----- Material for this task
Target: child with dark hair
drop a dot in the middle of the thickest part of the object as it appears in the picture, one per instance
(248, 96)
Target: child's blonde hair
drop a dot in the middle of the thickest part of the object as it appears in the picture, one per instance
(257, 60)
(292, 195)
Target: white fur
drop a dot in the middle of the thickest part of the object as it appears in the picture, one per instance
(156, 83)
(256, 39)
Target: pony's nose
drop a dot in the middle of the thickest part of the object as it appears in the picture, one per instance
----------
----- Material for this task
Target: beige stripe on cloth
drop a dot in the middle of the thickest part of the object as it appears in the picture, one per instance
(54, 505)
----------
> _Exercise instructions_:
Once you have gone through the listing, state the number of lines holding the word "child" and nothing else.

> _Solution to the problem_:
2